### EXERCISE REQUIREMENTS:
Output the records again verbatim.
=== WORKING DATA ===
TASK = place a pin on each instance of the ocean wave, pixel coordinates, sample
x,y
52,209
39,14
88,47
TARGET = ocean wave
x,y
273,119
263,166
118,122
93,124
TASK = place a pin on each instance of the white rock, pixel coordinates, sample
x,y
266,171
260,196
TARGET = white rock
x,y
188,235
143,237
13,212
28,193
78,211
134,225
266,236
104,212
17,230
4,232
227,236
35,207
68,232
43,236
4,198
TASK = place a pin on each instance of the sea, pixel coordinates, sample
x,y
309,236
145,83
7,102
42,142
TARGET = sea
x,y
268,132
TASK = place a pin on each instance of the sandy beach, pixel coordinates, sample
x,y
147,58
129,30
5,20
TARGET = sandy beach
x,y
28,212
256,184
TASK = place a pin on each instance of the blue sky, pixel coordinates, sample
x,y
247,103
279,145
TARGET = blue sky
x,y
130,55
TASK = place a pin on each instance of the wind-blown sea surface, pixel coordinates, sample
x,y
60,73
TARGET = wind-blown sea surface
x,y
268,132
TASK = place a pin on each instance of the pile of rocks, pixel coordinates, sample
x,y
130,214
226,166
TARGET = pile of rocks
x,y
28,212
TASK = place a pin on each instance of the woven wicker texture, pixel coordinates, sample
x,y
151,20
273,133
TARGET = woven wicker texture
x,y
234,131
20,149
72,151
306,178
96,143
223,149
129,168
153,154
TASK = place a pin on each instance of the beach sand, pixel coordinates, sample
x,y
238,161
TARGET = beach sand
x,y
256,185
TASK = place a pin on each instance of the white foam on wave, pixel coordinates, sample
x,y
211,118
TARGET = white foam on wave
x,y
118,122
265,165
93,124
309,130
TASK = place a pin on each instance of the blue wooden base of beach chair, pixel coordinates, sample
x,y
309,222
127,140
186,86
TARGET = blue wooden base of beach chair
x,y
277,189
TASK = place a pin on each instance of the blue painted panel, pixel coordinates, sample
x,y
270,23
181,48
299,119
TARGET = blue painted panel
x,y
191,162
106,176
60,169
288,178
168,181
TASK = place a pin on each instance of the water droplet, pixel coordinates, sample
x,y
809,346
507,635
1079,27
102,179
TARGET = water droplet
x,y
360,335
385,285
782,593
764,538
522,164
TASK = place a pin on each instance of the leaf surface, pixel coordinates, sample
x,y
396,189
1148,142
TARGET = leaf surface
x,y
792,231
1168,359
===
### RESULT:
TASK = place a pin on each instance of the ocean wave, pixel coordinates, sample
x,y
52,209
39,14
88,47
TARGET = ocean wave
x,y
273,119
263,166
118,122
93,124
TASK = place a pin on each instance of the white rock, pixel coordinates, sample
x,y
266,171
260,196
TARGET = white rock
x,y
188,235
143,237
13,212
28,193
78,211
134,225
266,236
104,212
17,230
4,232
227,236
35,207
68,232
43,236
4,198
TASK = place a pin on each instance of the sea, pixel coordinates, sample
x,y
309,236
145,83
7,102
42,142
TARGET = sea
x,y
268,132
TASK = place a pin on each instance of the sandy beach, pixel coordinates, sample
x,y
147,58
129,30
5,20
TARGET = sandy beach
x,y
28,212
256,184
TASK = place a pin on each instance of the blue sky, pixel coordinates, sample
x,y
247,103
279,145
TARGET = blue sky
x,y
130,55
TASK = place a pin on each instance of the wind-blown sea surface, pixel coordinates, sample
x,y
60,73
TARGET = wind-blown sea surface
x,y
268,132
TASK = place a pin on each instance of the pile of rocks, pixel coordinates, sample
x,y
130,214
226,166
TARGET = pile of rocks
x,y
28,212
TASK = place a pin on each instance of the woven wicker texture, pixel coordinates, sample
x,y
151,20
273,133
TARGET = woven wicker texture
x,y
234,131
20,149
72,151
306,178
96,143
223,149
129,168
153,154
TASK = place a pin on each instance of the beach sand, pixel coordinates, sample
x,y
238,161
TARGET = beach sand
x,y
256,185
TASK = place a pin on each instance of the white foam on wave, pixel coordinates, sample
x,y
211,118
TARGET = white foam on wave
x,y
118,122
265,165
93,124
309,130
TASK = place a pin on each instance of the blue wooden base of beach chair, pixel coordinates, sample
x,y
309,222
127,140
186,86
TARGET = blue wooden base of beach chair
x,y
277,189
TASK = place a pin on each instance of the blue painted panel, pixel coordinates, sample
x,y
270,23
181,48
299,119
TARGET = blue painted panel
x,y
191,162
106,176
60,169
288,178
168,181
TASK = place a pin on each instance of the water droplet, pixel coordinates, sample
x,y
809,346
507,635
1079,27
102,179
TARGET = water droplet
x,y
360,335
385,285
782,593
764,538
522,164
TASK = place a pin on each instance of the leaf surface, pixel coordinates, sample
x,y
396,189
1148,142
TARGET = leaf surface
x,y
792,231
1168,359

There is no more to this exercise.